Given task A ▸ Extract the part of the Damages season passage that opens with the words containing "Rose Byrne as" and closes with "of the series.", copying it word for word.

Passage given ▸
The fifth and final season of the legal drama series Damages premiered July 11, 2012 on the DirecTV owned Audience Network concluding on September 12, 2012. The season has 10 episodes, making a series total of 59 episodes. The fifth season was released on DVD in region 1 on July 16, 2013.

Cast and characters

Main cast 
 Glenn Close as Patty Hewes (10 episodes)
 Rose Byrne as Ellen Parsons (10 episodes)
 Ryan Phillippe as Channing McClaren (10 episodes)

Recurring cast

Episodes

Production 
For its first three seasons, Damages aired on the FX Network, but the series' ratings continued to decline, and on April 4, 2010, FX announced that they would not be renewing Damages for a fourth season, though by that time rumors of the series being picked up by DirecTV had already begun to circulate. On July 19, 2010, DirecTV announced that it had officially picked up the series for a fourth and fifth season, each consisting of ten episodes. It was confirmed in February 2012 that the fifth season would be final season of the series.

Given task B ▸ Please lay out the rows below as a JSON list of strings, one string per line and blank lines left out, running from the first line of the rows through the line containing "task: segment each instance of the white smoke", both lines included.

Input ▸
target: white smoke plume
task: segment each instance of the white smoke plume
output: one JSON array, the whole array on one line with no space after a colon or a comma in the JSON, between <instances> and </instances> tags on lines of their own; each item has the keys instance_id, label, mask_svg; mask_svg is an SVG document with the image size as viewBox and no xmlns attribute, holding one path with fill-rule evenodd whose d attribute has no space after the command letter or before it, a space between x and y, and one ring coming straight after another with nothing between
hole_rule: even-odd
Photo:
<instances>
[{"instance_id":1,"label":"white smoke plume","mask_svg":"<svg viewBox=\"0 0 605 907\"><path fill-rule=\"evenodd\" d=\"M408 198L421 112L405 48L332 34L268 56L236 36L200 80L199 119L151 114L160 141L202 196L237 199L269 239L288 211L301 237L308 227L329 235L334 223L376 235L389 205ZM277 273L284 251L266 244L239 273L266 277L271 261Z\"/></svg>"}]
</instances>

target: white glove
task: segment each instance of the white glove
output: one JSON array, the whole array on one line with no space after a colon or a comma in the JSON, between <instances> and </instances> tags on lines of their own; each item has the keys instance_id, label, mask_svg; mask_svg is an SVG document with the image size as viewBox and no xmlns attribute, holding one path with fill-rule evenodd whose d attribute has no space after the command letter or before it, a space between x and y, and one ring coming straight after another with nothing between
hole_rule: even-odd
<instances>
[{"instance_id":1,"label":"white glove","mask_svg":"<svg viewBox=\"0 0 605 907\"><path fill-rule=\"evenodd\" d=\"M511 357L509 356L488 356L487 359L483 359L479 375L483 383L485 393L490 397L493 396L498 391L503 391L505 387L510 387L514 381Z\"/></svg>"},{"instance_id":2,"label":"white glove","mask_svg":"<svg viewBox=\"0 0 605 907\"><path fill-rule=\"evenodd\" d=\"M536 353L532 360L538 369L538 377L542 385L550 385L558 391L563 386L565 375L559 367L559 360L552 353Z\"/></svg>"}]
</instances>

Written answer A ▸
Rose Byrne as Ellen Parsons (10 episodes)
 Ryan Phillippe as Channing McClaren (10 episodes)

Recurring cast

Episodes

Production 
For its first three seasons, Damages aired on the FX Network, but the series' ratings continued to decline, and on April 4, 2010, FX announced that they would not be renewing Damages for a fourth season, though by that time rumors of the series being picked up by DirecTV had already begun to circulate. On July 19, 2010, DirecTV announced that it had officially picked up the series for a fourth and fifth season, each consisting of ten episodes. It was confirmed in February 2012 that the fifth season would be final season of the series.

Written answer B ▸
[
  "target: white smoke plume",
  "task: segment each instance of the white smoke plume"
]